» **Your task**
Reproduce only the lines from the line containing "the sky, that would be wonderful." through the end of the records, requests included. Rescale every point coordinate in the answers by multiplying it by 1.95 and rounding to the nearest whole number, with halves rounded up.

Records of points placed on named objects
********************
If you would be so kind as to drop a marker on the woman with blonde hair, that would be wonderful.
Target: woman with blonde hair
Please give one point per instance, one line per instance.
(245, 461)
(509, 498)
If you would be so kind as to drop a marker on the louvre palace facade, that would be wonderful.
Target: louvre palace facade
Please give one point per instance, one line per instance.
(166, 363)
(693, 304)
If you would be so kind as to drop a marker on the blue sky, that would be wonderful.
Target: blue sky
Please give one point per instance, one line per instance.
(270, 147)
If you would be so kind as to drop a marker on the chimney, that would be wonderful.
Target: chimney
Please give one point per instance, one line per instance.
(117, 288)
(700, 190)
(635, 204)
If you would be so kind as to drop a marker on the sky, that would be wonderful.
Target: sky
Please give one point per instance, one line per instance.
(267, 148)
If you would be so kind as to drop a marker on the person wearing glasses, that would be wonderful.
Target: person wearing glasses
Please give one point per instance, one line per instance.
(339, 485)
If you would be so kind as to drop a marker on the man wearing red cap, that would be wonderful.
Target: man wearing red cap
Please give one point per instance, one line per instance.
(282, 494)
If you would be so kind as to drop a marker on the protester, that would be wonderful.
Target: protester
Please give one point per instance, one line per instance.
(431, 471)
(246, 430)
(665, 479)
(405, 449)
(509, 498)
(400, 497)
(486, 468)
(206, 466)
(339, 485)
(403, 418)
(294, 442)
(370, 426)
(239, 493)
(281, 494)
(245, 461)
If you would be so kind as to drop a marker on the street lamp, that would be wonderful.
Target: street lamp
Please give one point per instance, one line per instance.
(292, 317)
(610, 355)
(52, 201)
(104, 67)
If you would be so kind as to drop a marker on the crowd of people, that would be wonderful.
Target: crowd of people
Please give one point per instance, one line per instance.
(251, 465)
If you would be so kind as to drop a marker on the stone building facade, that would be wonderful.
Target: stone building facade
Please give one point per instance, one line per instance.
********************
» **Written answer**
If you would be so kind as to drop a marker on the sky, that would be wonderful.
Target: sky
Please give one point per instance, one line per instance.
(521, 289)
If you would be so kind as to drop a marker on the person wearing glasses, that would be wonderful.
Target: person wearing glasses
Please give one point per instance, one line per instance.
(661, 946)
If you would be so kind as to drop a marker on the man wearing red cap, that would be wonderful.
Target: man wearing red cap
Please give one point per instance, one line per instance.
(550, 963)
If you would be so kind as to drop a marker on the protester, that would be wonderful.
Target: protester
Please give one point per instance, one line per instance.
(840, 918)
(480, 839)
(1297, 934)
(790, 876)
(993, 971)
(780, 969)
(948, 913)
(402, 909)
(661, 946)
(786, 815)
(573, 862)
(722, 831)
(466, 961)
(548, 963)
(478, 899)
If you would be so kind as to drop a marker on the street lamp, that would be wonderful.
Target: street lamp
Please give one point per instance, one line per instance.
(569, 618)
(1190, 692)
(101, 392)
(203, 131)
If you would be so kind as to drop a marker on the crowd of people, that would be wonderful.
Target: crowd of people
Please give one point per instance, one line per instance.
(489, 907)
If you would be so kind as to drop a marker on the stone building facade, that would be wonderful.
Target: stone building facade
Please give one point per instance, one line per instance.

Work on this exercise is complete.